_WHAT YOU NEED TO DO_: Give the number of lines in the data below where the word "whiteboard" appears, and nothing besides.

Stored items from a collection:
-------
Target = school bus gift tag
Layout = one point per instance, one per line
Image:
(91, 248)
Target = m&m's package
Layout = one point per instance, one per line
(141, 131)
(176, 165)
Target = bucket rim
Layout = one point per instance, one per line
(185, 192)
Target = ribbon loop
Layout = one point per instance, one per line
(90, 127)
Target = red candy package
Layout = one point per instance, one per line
-------
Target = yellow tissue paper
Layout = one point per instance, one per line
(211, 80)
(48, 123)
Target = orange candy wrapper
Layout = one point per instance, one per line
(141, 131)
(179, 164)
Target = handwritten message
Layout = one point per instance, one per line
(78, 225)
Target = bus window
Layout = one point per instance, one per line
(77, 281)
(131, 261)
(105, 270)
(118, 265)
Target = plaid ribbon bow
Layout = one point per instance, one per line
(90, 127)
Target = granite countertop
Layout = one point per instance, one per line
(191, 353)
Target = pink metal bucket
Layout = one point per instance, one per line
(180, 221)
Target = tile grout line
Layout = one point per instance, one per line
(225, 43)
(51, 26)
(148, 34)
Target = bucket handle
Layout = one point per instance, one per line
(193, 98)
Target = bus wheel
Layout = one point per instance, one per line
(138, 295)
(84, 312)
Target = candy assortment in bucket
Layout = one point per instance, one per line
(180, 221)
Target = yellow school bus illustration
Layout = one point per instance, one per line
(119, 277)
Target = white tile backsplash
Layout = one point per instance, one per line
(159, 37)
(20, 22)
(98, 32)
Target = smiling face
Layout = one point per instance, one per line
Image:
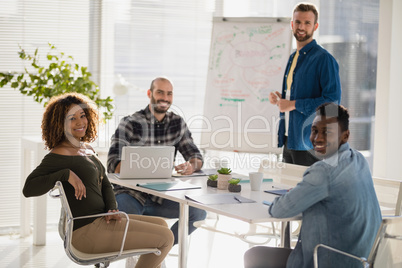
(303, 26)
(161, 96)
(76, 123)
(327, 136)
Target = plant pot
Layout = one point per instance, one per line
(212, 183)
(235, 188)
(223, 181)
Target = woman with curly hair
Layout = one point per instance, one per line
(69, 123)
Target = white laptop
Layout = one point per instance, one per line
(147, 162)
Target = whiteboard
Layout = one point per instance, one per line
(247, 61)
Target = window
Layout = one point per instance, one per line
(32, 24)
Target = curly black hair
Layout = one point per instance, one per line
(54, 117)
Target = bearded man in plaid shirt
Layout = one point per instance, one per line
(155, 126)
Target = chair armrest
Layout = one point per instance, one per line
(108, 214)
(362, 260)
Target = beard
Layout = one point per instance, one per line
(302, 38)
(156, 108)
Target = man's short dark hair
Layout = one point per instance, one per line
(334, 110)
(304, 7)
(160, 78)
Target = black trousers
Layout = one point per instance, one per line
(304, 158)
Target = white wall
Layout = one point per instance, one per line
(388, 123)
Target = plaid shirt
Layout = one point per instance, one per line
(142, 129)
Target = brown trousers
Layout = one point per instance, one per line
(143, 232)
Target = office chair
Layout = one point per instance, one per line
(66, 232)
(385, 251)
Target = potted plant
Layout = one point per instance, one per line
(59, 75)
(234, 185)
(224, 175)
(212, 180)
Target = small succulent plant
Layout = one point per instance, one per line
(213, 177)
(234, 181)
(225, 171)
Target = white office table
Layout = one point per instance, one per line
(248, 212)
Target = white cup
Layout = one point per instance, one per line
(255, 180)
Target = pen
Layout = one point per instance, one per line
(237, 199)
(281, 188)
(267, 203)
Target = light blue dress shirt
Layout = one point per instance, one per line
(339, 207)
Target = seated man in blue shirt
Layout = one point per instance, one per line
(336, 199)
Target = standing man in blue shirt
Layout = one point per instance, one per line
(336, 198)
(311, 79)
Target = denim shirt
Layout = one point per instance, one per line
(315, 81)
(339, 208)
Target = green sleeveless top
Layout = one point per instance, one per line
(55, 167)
-------
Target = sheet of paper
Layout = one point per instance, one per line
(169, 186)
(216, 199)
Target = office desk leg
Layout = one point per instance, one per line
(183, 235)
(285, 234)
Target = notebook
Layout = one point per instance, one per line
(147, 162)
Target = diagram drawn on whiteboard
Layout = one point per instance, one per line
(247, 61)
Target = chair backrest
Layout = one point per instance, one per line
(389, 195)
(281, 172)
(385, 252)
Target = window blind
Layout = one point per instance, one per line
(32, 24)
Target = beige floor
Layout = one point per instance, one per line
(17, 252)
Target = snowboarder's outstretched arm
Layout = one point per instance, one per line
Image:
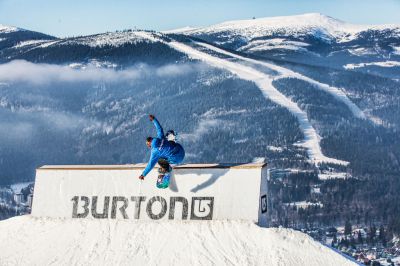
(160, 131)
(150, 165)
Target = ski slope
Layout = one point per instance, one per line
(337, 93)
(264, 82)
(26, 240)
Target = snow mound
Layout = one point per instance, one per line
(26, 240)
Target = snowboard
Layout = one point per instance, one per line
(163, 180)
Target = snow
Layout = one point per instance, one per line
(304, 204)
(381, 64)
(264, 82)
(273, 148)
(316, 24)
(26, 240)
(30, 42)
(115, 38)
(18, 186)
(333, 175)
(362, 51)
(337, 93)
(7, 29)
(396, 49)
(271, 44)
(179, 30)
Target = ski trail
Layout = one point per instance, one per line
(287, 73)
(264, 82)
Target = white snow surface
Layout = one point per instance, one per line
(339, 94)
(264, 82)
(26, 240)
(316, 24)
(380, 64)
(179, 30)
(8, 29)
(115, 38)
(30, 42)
-------
_RESULT_: 2